▶ _WHAT TO WORK ON_
**1.** Please reproduce the passage in the R tweet search walkthrough from "setwd(workingDir)" up to and including "our query term.".
**2.** In the R tweet search walkthrough, whose user timeline supplies the sample tweets?

▶ _PROVIDED TEXT_
============

Firstly, we load these packages.
library(twitteR)
library(tidytext)
library(dplyr)
library(tm)
library(SnowballC)
Firstly you want to set you working directory. To run the code yourself, you need to change mine working directory to yours.
workingDir <- "C:/Users/gxw12/Desktop/Scripts/UTS/STDS/Assignments"
setwd(workingDir)
For demostration purposes, we are going to retrieve some tweets as the sample data from the user timeline of @rdatammining. At the end we will build a search engine to search through these sample tweets and bring back the top ten tweets that are most similar to our query term.
url <- "http://www.rdatamining.com/data/rdmTweets-201306.RData"
download.file(url, destfile = "rdmTweets-201306.RData")
After runing these two line, you should see a .RData file saved in your appointed directory.
Load the data into R and convert it as a data frame object
load(file = "rdmTweets-201306.RData")
tweets <- twListToDF(tweets)

============

▶ _SUPPLIED INFORMATION_
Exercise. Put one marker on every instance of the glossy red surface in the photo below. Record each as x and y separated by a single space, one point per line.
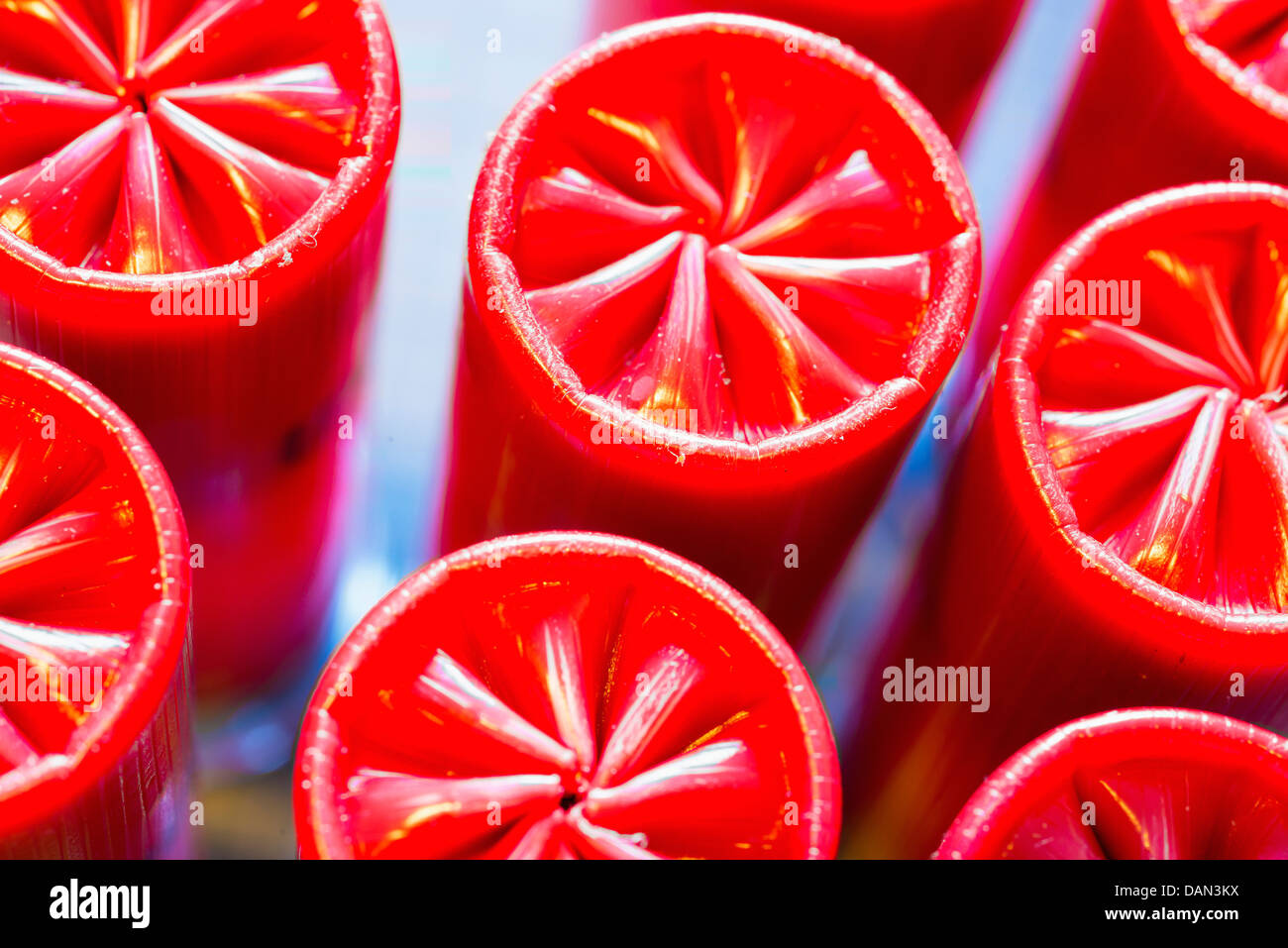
941 51
94 613
235 145
1115 532
1144 784
563 695
1176 91
708 309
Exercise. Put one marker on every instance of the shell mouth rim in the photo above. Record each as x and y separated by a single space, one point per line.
377 127
58 780
1025 779
317 819
554 382
1224 67
1024 423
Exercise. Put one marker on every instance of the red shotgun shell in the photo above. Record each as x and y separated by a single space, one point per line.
1144 784
562 695
941 51
94 587
1117 528
1175 91
191 213
707 309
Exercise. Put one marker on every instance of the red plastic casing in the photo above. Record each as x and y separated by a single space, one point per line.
562 695
93 575
941 51
1113 531
1141 784
1162 99
777 514
286 194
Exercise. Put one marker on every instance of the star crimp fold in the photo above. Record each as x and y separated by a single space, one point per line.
1167 424
732 287
1142 784
566 695
93 614
728 239
155 137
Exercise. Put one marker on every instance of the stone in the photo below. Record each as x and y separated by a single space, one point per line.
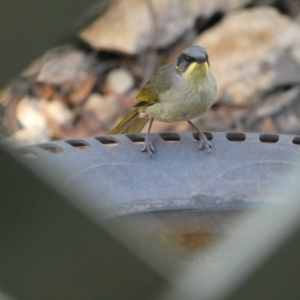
130 26
246 50
119 81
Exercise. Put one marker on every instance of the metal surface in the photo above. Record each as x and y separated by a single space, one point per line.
240 171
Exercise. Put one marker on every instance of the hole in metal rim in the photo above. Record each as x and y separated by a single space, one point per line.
136 138
107 141
27 153
268 138
170 137
78 144
236 136
51 148
296 140
208 135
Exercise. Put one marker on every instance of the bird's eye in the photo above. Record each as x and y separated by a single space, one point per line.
189 59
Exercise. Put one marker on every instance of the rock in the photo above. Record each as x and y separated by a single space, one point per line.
104 107
130 26
246 52
65 73
119 81
57 112
33 122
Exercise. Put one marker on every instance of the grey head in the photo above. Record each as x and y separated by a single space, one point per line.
190 55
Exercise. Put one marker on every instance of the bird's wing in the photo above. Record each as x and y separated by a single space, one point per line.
159 83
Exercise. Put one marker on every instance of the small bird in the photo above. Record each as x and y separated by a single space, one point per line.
179 91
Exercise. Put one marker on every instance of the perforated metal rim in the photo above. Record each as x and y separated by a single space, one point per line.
118 178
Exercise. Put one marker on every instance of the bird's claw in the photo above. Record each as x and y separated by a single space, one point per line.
204 142
148 147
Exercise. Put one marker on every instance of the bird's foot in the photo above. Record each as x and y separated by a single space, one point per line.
148 147
204 143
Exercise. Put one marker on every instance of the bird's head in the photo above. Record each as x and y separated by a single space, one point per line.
193 61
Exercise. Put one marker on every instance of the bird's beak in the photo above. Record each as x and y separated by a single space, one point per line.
179 69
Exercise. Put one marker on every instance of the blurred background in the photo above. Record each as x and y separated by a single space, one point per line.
82 83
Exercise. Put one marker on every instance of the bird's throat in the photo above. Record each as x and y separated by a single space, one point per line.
196 71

============

▶ _EXERCISE SOLUTIONS_
**1.**
setwd(workingDir)
For demostration purposes, we are going to retrieve some tweets as the sample data from the user timeline of @rdatammining. At the end we will build a search engine to search through these sample tweets and bring back the top ten tweets that are most similar to our query term.

**2.** The user timeline of @rdatammining.